• _EXERCISE GOAL_:
Report every line in the rows below that contains the string "utility", matching case exactly.

* begin INPUT ROWS *

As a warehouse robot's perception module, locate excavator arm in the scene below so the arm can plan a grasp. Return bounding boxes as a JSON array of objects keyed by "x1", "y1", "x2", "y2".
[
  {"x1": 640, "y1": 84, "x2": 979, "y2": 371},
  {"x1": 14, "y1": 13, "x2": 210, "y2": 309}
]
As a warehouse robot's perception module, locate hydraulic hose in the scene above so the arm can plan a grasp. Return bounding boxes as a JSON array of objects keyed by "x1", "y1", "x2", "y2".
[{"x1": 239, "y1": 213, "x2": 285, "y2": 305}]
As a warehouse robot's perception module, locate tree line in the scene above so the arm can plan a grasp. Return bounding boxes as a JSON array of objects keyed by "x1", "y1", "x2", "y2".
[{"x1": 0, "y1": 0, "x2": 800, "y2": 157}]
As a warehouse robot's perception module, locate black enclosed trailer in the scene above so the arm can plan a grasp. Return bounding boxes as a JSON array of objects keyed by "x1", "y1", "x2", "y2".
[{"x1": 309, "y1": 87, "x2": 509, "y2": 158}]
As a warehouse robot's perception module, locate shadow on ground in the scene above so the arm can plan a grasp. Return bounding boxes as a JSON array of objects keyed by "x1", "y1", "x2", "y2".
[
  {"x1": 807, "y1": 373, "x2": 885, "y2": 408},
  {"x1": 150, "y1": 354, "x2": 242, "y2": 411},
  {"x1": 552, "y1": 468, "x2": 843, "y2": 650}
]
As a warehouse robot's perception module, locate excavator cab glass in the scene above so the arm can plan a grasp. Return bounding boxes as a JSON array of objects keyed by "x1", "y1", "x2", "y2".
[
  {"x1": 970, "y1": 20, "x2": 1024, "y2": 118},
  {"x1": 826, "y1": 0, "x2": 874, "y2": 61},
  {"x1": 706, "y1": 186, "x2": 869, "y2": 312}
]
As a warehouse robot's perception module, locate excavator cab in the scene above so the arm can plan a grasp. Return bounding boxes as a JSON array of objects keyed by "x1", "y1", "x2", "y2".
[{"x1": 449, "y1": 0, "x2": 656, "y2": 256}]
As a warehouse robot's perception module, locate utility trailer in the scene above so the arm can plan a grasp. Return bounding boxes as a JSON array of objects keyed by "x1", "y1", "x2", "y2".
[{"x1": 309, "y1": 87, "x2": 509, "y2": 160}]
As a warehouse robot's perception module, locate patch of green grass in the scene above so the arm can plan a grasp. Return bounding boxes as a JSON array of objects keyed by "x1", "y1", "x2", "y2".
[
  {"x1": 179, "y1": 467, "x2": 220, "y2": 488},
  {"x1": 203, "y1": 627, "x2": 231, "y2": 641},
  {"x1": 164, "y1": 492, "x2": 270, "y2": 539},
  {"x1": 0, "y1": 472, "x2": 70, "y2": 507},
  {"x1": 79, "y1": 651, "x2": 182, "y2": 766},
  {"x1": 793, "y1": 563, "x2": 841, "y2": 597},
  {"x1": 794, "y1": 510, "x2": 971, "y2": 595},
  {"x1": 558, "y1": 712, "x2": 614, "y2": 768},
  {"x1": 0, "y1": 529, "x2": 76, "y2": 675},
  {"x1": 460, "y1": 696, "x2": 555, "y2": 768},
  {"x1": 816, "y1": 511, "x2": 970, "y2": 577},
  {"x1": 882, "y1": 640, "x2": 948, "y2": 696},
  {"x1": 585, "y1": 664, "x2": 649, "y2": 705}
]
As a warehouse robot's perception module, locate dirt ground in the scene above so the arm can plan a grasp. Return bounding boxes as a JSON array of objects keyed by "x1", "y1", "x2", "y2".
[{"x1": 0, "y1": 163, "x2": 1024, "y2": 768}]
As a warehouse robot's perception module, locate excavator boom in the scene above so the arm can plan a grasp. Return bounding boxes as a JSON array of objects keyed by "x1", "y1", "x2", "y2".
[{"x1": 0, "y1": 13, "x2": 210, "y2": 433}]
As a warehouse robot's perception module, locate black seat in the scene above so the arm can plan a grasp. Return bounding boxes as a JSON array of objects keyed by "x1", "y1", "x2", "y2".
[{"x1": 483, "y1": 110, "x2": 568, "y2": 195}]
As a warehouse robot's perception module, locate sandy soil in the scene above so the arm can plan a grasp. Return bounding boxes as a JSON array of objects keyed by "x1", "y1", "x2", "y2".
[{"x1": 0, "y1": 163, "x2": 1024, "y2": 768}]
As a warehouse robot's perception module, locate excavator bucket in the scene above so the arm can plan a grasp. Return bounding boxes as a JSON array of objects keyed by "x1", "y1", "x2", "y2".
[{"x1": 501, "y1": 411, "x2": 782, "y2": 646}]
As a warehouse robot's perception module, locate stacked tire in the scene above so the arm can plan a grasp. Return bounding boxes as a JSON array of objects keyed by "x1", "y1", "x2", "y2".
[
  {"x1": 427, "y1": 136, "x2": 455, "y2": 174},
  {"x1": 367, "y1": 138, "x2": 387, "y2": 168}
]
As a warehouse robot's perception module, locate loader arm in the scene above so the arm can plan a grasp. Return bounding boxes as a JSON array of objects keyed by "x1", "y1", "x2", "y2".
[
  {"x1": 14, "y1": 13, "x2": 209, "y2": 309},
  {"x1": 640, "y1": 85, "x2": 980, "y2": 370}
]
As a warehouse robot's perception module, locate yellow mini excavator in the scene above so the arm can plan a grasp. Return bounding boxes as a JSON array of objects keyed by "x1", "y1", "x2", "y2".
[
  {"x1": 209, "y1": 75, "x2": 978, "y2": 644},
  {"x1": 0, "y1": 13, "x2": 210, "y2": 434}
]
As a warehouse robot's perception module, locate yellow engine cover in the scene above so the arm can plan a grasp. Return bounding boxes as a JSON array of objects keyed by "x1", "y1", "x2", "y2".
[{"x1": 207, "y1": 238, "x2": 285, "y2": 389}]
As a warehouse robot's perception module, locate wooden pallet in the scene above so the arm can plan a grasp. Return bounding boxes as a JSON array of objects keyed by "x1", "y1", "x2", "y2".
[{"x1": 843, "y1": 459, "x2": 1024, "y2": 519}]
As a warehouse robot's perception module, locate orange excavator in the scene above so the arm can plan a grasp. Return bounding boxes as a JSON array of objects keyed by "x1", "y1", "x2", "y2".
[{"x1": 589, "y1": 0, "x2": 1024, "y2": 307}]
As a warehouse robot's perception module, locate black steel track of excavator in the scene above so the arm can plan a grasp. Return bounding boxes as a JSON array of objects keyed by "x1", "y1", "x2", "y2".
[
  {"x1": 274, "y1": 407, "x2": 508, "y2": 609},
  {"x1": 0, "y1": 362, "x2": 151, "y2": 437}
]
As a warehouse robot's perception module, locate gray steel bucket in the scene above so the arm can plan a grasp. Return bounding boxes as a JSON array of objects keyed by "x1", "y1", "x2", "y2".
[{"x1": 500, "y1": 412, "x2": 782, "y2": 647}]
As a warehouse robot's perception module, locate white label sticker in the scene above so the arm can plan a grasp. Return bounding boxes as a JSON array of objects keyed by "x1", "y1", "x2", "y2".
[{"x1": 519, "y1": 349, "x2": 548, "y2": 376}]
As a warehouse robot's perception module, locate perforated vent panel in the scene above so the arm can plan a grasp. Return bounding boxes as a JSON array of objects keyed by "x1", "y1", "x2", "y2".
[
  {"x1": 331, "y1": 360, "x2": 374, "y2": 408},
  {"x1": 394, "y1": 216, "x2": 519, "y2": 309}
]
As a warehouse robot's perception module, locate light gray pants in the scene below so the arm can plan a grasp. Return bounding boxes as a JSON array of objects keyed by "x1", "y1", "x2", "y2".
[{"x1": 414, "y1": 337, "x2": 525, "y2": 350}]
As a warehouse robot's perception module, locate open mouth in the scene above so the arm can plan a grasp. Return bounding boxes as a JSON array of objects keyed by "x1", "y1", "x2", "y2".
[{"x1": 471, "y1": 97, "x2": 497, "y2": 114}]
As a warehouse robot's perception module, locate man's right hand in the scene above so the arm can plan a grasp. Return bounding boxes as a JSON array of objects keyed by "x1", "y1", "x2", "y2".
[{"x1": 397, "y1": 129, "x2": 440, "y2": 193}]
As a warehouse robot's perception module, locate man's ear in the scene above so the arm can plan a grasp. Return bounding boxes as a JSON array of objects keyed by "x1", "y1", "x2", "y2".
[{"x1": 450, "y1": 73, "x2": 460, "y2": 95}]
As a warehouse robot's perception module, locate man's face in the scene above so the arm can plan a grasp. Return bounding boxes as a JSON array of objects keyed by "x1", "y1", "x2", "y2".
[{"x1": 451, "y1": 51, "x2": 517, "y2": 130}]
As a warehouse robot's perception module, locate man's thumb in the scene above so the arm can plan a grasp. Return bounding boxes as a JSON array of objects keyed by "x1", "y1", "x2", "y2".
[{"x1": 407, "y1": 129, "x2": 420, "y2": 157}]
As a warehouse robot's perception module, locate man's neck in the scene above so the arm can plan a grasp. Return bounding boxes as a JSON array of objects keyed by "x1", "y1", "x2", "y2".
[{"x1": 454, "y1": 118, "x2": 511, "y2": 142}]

* end INPUT ROWS *

• _TASK RESPONSE_:
As a warehouse robot's perception module, locate utility trailer in the scene above so the arm can plan a grasp. Return bounding boxes as a JSON array of objects keyed by "x1", "y1", "x2", "y2".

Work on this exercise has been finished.